__Given task__:
Copy out every line of the listing below word for word, changing nothing.

[Begin Task inputs]

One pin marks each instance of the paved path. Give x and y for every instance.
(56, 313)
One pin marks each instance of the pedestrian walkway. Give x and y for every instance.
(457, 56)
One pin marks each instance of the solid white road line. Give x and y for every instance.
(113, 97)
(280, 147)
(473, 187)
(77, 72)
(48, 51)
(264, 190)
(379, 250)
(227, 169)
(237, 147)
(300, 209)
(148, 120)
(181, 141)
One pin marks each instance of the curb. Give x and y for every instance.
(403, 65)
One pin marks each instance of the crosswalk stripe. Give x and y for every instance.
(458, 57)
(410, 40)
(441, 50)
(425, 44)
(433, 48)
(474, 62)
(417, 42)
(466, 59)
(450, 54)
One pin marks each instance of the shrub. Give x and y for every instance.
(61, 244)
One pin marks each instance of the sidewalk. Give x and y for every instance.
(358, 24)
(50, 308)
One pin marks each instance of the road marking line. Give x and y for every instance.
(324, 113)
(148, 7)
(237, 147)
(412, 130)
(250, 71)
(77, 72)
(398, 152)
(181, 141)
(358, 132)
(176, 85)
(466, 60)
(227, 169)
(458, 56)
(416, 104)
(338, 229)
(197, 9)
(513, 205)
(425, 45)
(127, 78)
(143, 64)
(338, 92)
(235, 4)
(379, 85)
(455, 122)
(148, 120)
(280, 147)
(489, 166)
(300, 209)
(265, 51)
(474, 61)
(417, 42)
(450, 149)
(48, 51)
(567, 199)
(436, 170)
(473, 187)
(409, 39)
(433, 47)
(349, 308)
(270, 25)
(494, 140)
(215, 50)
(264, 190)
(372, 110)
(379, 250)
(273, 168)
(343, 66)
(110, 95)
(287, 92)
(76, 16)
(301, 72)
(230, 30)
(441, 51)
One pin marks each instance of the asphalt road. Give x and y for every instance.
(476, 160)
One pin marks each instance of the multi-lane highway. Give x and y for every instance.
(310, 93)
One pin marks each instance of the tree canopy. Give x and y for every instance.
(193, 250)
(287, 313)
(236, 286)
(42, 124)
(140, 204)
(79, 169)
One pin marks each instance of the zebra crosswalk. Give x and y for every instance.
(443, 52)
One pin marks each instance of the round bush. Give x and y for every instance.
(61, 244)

[End Task inputs]

__Task solution__:
One pin marks each instance of the paved path. Give x and y for every instance.
(56, 313)
One pin marks each instance of the pedestrian walkway. Give x and y for every instance.
(457, 56)
One pin marks each instance of the solid white road line. Give x and y for every instance.
(113, 97)
(280, 147)
(473, 187)
(77, 72)
(48, 51)
(264, 190)
(379, 250)
(227, 169)
(237, 147)
(300, 209)
(148, 120)
(181, 141)
One pin marks each instance of the curb. Give x and y for every instance.
(403, 65)
One pin marks each instance of the crosswalk stripe. Give x and y for every instance.
(458, 57)
(410, 40)
(441, 50)
(425, 44)
(433, 48)
(474, 62)
(417, 42)
(466, 59)
(450, 54)
One pin marks each instance of the shrub. Give x and y for every instance.
(61, 244)
One pin marks each instance of the sidewalk. Give x and y for every instance.
(358, 24)
(50, 308)
One pin marks each instance of the road marking line. Give x and y for every instance.
(324, 113)
(148, 7)
(237, 147)
(412, 130)
(250, 71)
(77, 72)
(398, 152)
(181, 141)
(358, 132)
(176, 85)
(466, 60)
(227, 169)
(458, 56)
(416, 104)
(338, 229)
(197, 9)
(513, 205)
(425, 45)
(127, 78)
(143, 64)
(338, 92)
(235, 4)
(379, 85)
(455, 122)
(148, 120)
(280, 147)
(489, 166)
(300, 209)
(265, 51)
(474, 61)
(417, 42)
(450, 149)
(48, 51)
(567, 199)
(436, 170)
(473, 187)
(409, 39)
(433, 47)
(349, 308)
(270, 25)
(494, 140)
(215, 50)
(264, 190)
(372, 110)
(379, 250)
(273, 168)
(343, 66)
(110, 95)
(287, 92)
(76, 16)
(301, 72)
(230, 30)
(441, 51)
One pin marks each instance of the asphalt road. Give x and y for every instance.
(476, 160)
One pin marks each instance of the multi-lane highway. Give x and y for every instance.
(310, 93)
One pin marks each instance of the tree canopy. Give x and y for every instance.
(193, 250)
(287, 313)
(236, 286)
(42, 124)
(140, 204)
(79, 169)
One pin marks each instance of the zebra crosswalk. Give x and y for every instance.
(443, 52)
One pin marks each instance of the round bush. Give x and y for every instance.
(61, 244)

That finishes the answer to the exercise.